Фрагмент текста —

+ + + +

Я появился на свет в самый разгар второй мировой войны. Мой отец в это время с автоматом в руках защищал Сталинград. Мать, бежавшая от немцев из Калуги, вынуждена была рожать в отдалённом селе восточного Казахстана. От зари до зари она работала в поле, чтобы как-то прокормиться. Предоставленный сам себе, я вскоре дошёл до того, что готов был покинуть этот свет навсегда. Но мать, по образованию медик, и, как вся молодёжь того времени, атеистка, в отчаянии крестила меня, после чего местная старушка отвела смертельную болезнь с помощью колдовства.

Отцу повезло под Сталинградом, затем на Курской дуге и дальше, до самого Берлина. Провоевавший в пехоте, он привёз мне почему-то лётный шлем и сказал: "Носи, сынок, может быть, станешь лётчиком".

Среди наших родственников никто никогда не имел отношения к авиации, но я отчётливо помню тот день, когда учительница спросила меня, третьеклассника: "Вова, кем ты хочешь стать, когда вырастешь?", и я, не задумываясь, ответил: "Лётчиком!". Только однажды я увидел в небе большого "жука", но этого оказалось достаточно, чтобы мысль о небе больше не покидала меня.

+ + + +

Порядок работы — Продолжите приведённый выше отрывок воспоминаний о военном детстве и мечте стать лётчиком. Начните сразу после его последнего предложения.

Записи —
+ + + +

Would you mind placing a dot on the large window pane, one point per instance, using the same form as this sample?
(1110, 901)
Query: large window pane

+ + + +

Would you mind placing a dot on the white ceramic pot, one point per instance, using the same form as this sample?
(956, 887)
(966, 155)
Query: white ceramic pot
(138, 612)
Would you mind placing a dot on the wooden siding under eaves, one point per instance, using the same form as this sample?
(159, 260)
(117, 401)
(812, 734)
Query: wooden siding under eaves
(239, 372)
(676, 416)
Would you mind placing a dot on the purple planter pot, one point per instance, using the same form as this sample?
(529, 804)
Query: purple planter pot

+ + + +

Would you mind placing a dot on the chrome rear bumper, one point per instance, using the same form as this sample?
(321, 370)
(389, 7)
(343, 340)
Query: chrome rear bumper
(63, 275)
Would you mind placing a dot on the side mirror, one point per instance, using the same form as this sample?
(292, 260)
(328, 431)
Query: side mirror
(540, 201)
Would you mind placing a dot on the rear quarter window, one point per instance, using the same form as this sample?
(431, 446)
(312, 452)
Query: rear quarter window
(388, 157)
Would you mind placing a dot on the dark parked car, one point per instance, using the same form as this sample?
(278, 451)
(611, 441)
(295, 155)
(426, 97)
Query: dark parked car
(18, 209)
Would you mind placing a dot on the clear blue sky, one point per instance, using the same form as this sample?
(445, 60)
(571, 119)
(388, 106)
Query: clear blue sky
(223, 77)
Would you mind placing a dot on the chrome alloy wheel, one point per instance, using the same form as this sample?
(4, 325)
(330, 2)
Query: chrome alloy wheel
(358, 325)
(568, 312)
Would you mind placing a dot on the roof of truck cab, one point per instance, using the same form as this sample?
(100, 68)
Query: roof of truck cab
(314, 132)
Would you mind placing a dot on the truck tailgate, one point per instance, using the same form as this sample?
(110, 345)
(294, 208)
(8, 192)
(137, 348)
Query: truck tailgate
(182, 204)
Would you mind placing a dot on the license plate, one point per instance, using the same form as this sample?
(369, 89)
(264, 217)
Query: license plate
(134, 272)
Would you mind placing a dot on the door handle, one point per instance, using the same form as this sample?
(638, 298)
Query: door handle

+ + + +

Письменный ответ —
На двенадцатом году жизни мои родители неожиданно переезжают в областной центр. Великим повелением царя Петра I на юго-восточной границе Российской империи, в отрогах Алтайского хребта, была заложена крепость, превратившаяся со временем в город Усть-Каменогорск – центр по добыче цветных металлов. В этом месте река Иртыш вырывается из объятий гор и, привольно разливаясь по долине, течёт на север до слияния с Обью.

Если бы сейчас меня спросили: "Когда Вы пришли в авиацию?", я бы, вернее всего, вспомнил то весеннее утро, когда пошёл в школу и... не дошёл. Заглянув случайно в окно большого дома, оказавшегося, как выяснилось впоследствии, городским Домом пионеров, я увидел в комнате множество белых птиц и понял, что они каким-то образом связаны с самолётами. Когда я зашёл, меня встретил мужчина с орлиным носом и объяснил, что здесь размещается кружок авиамоделистов. Немедленно зачислить меня в группу он наотрез отказался и посоветовал прийти осенью. Но... Бывший полярный лётчик, летавший на фронте на Пе-8, он плохо представлял себе, с кем имеет дело, и, к тому же, у него было доброе сердце. Через несколько минут я уже трудился над моделью своего первого планера.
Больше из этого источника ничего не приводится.